EXERCISE AIM: Rewrite everything from the start of the records down to the line containing "[351,241,413,297]", and nothing beyond it, leaving every line in place. Multiply each coordinate in the answers by 0.85 and round to whole numbers, with halves rounding up, and leave all other lines unchanged.

DATA RECORDS:
───

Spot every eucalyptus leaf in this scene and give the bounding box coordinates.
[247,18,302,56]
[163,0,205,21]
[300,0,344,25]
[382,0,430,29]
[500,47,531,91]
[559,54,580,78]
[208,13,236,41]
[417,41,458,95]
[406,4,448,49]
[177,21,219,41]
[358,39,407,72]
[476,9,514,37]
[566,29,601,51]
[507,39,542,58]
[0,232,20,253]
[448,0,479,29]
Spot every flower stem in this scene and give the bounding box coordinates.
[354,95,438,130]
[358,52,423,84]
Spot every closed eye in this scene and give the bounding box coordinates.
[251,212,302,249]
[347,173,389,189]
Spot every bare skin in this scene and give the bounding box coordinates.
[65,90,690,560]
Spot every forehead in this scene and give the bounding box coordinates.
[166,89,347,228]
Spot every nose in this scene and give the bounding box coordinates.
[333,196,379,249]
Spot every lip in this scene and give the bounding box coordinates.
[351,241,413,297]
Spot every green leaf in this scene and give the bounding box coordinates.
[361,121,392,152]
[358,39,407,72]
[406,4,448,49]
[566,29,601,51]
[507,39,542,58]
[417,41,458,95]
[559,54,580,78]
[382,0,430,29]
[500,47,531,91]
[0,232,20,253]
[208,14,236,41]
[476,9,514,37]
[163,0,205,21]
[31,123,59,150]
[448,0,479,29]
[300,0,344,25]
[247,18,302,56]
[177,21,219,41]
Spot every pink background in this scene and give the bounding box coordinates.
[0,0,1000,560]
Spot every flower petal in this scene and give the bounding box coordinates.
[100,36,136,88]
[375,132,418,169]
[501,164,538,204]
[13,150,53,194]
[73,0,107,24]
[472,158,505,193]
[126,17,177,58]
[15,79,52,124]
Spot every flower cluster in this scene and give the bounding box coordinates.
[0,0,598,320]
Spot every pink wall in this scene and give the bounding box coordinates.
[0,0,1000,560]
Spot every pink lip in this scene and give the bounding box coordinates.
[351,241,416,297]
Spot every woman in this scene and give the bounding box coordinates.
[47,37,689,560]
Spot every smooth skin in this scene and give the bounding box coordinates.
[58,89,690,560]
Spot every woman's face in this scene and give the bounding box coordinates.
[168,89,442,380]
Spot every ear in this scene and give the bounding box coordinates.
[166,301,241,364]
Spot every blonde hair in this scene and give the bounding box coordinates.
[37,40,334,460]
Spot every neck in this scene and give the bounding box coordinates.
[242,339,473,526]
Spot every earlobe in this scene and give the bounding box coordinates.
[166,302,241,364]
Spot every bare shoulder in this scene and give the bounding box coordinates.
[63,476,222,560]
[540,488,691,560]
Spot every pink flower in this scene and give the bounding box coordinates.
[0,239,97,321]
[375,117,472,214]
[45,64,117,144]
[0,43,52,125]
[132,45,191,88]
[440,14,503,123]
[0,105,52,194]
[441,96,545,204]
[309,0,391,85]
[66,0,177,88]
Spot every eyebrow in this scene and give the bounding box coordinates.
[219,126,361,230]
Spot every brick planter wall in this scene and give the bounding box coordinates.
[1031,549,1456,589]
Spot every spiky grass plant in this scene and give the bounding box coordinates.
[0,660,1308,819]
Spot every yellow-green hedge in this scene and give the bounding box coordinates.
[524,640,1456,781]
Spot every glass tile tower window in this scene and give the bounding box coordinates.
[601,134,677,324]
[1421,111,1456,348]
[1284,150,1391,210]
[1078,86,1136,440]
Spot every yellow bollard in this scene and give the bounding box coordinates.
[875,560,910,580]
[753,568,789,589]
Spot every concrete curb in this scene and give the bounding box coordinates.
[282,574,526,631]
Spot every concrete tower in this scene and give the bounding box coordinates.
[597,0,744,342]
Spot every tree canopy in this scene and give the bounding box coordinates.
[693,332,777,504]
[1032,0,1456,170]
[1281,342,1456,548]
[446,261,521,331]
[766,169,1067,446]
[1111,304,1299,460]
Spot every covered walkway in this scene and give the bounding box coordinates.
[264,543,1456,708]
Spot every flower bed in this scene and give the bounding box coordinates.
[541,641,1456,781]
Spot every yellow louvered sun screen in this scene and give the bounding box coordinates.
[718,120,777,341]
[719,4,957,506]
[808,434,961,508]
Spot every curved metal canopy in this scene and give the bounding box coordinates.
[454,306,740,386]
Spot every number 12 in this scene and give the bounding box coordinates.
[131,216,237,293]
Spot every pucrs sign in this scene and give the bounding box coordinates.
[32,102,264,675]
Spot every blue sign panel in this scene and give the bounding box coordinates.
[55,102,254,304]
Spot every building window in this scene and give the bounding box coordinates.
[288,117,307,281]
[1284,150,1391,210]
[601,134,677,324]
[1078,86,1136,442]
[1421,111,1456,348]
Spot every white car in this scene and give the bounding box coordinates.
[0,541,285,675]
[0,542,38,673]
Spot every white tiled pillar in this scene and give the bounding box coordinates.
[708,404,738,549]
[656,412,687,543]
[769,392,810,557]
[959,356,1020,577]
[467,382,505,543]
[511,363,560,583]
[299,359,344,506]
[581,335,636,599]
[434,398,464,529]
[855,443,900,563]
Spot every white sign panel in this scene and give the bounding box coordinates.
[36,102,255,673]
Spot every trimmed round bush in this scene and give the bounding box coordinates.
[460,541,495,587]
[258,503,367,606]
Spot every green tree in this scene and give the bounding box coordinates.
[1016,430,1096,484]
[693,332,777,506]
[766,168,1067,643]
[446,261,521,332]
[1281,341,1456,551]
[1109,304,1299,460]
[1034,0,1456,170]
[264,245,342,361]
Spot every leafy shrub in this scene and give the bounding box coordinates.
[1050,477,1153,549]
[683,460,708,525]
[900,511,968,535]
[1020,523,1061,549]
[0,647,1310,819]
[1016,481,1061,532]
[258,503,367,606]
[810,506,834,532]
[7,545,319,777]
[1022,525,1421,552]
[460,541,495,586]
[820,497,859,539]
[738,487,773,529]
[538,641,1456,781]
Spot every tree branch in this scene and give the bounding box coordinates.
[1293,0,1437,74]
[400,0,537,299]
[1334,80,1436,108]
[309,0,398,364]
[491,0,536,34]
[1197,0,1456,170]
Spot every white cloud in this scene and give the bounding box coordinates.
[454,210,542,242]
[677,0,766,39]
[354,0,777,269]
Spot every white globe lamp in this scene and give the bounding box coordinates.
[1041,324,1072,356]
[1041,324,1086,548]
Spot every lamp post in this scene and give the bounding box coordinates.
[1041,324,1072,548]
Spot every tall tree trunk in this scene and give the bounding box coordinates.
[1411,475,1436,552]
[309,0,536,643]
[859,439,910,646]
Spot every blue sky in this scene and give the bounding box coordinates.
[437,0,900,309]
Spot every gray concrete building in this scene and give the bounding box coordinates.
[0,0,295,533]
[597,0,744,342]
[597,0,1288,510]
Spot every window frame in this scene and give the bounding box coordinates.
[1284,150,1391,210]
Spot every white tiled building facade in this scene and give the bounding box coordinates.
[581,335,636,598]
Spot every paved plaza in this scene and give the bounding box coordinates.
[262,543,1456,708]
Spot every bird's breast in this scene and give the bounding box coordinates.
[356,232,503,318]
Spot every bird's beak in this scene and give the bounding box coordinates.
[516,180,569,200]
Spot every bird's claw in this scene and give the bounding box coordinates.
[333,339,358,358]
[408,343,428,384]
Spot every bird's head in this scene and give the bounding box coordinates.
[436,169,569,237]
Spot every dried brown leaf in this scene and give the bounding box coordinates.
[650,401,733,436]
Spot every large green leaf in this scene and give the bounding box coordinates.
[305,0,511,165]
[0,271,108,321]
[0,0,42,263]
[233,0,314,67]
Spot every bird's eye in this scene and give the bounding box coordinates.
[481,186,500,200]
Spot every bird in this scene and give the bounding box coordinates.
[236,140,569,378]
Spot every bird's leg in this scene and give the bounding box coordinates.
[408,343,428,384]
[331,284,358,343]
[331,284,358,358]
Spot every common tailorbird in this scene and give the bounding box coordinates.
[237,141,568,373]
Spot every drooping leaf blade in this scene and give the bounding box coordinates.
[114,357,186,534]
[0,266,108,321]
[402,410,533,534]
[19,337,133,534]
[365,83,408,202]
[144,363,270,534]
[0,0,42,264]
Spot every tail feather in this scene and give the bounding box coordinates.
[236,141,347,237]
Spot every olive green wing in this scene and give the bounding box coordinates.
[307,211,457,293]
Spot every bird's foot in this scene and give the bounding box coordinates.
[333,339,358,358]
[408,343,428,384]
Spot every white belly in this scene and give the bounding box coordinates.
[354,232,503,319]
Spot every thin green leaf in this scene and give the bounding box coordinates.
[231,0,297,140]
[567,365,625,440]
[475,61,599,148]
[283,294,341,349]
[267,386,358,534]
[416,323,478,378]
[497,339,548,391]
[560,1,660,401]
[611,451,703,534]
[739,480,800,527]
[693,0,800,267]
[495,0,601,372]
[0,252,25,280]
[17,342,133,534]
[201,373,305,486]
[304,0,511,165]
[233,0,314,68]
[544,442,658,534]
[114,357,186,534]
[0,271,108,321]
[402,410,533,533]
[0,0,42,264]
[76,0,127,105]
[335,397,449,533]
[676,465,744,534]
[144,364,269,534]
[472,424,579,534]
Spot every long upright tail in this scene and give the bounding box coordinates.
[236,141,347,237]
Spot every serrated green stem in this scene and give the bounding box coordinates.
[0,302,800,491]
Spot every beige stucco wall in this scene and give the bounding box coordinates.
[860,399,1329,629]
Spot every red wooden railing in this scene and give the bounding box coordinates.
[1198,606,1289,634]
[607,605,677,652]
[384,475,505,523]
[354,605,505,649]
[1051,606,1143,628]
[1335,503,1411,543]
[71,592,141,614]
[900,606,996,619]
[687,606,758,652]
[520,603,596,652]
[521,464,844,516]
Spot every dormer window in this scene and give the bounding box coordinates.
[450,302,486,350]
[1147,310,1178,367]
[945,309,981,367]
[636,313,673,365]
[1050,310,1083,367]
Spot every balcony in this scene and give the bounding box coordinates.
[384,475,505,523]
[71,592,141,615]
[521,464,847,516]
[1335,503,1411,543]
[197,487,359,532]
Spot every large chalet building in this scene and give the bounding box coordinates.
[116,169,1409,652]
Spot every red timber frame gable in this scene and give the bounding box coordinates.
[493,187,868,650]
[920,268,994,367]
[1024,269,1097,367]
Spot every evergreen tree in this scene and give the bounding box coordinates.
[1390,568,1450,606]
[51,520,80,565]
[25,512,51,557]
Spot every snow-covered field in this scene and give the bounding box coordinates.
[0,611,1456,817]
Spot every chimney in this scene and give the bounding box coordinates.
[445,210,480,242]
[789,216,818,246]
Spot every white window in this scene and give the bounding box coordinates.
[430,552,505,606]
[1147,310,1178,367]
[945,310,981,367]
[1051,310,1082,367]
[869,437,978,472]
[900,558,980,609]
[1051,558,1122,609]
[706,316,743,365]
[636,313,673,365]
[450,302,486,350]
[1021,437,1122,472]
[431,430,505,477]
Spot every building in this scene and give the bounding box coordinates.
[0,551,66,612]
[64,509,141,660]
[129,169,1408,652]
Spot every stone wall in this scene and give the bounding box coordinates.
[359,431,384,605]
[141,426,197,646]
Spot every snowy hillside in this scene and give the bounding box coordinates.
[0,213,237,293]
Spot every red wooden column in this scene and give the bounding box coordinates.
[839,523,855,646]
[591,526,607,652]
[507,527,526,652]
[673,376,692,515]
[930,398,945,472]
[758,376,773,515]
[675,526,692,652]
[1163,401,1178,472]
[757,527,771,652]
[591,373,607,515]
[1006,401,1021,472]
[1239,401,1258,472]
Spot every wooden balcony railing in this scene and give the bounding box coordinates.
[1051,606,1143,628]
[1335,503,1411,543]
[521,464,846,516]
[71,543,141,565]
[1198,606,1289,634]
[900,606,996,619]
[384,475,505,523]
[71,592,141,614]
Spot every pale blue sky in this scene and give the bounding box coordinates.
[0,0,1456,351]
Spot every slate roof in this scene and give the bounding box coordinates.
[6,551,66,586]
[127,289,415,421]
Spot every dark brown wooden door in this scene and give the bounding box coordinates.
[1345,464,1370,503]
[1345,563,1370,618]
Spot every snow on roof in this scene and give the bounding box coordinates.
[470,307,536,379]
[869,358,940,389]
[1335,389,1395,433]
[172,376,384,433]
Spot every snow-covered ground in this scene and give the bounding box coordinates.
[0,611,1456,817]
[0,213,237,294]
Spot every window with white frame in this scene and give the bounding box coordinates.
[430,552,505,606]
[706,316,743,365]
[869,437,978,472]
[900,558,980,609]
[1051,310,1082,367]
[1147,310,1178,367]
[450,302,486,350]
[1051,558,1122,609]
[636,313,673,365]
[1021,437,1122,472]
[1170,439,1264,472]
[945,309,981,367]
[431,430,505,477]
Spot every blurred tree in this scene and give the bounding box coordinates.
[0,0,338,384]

───

TASK RESULT:
Spot every eucalyptus leaf in this scene and give the bounding box coordinates.
[210,15,257,48]
[139,0,174,18]
[255,0,292,21]
[325,0,366,25]
[425,40,451,77]
[475,46,493,66]
[177,11,201,35]
[354,35,389,81]
[345,3,381,42]
[150,18,186,35]
[304,33,346,61]
[405,8,437,31]
[481,25,511,43]
[431,33,461,49]
[0,197,17,215]
[381,0,407,25]
Spot every flower stem in this scene and give the bounding box coordinates.
[301,81,372,111]
[304,44,360,71]
Spot every closed eye in this scene and give the bounding box coordinates.
[213,180,257,212]
[295,147,331,161]
Spot every bare skin in this scene and give the bounding box coordinates.
[55,77,587,476]
Spot every forehead in this scene and give the bounding box coordinates.
[141,76,295,194]
Spot every nose in this scene and give the bounding box coordinates.
[283,167,322,212]
Spot every lip in this scene and give the bounding box coordinates.
[298,205,351,252]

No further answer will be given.